Prompt — Reproduce everything in the records from the line containing "like [(98, 209)]." down to the line containing "[(406, 357)]", with "electrical outlet" changed to "wall socket" and nothing else altered. Give only those lines.

Data for this task —
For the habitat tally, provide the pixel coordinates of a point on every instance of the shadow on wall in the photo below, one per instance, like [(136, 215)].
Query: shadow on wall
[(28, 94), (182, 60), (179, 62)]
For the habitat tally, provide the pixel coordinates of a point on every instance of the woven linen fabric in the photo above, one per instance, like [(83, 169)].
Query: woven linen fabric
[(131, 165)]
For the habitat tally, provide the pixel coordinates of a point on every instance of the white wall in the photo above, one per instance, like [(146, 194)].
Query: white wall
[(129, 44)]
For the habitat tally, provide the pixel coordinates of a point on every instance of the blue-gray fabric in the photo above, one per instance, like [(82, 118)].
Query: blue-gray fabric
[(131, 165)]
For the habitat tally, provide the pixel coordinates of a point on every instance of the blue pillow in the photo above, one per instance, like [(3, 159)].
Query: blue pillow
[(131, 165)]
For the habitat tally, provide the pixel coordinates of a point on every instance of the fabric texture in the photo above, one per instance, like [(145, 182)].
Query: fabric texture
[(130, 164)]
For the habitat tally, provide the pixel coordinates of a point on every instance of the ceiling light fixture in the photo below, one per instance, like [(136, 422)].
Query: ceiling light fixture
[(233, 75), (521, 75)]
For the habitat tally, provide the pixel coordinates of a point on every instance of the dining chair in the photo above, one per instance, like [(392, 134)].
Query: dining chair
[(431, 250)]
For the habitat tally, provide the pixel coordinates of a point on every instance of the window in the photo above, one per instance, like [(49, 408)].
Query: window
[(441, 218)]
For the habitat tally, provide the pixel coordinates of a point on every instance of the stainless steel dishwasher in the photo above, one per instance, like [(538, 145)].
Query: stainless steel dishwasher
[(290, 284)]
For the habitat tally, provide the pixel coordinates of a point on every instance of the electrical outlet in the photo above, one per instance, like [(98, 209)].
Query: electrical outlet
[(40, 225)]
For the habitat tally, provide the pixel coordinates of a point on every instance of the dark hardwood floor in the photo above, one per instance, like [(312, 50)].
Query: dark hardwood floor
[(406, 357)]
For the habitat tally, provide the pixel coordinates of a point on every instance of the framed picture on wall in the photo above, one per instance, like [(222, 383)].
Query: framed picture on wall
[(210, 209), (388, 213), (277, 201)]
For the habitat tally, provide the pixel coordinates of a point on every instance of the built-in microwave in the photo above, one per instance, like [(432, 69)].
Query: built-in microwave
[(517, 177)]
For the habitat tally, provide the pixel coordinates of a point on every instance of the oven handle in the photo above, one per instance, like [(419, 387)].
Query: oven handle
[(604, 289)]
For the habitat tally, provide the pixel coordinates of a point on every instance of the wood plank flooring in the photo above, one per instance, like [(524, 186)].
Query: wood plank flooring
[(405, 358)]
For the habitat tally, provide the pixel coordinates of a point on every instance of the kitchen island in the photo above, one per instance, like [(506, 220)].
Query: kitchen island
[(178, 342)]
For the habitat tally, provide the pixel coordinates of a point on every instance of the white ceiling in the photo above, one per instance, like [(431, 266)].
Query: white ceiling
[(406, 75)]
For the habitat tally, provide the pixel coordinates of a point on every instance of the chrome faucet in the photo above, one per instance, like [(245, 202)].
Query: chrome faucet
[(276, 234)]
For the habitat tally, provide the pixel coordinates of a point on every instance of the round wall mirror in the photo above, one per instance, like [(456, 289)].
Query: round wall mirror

Problem solution —
For the habitat tally, provide the pixel coordinates of a point on every instance of the wall socket in the photo above, one per instance, like [(98, 209)].
Query: wall socket
[(40, 225)]
For the habitat tally, provide the pixel coordinates of a point on every instance of the dark hardwood floor in the photo above, one per instance, like [(312, 50)].
Query: dark hardwood floor
[(406, 357)]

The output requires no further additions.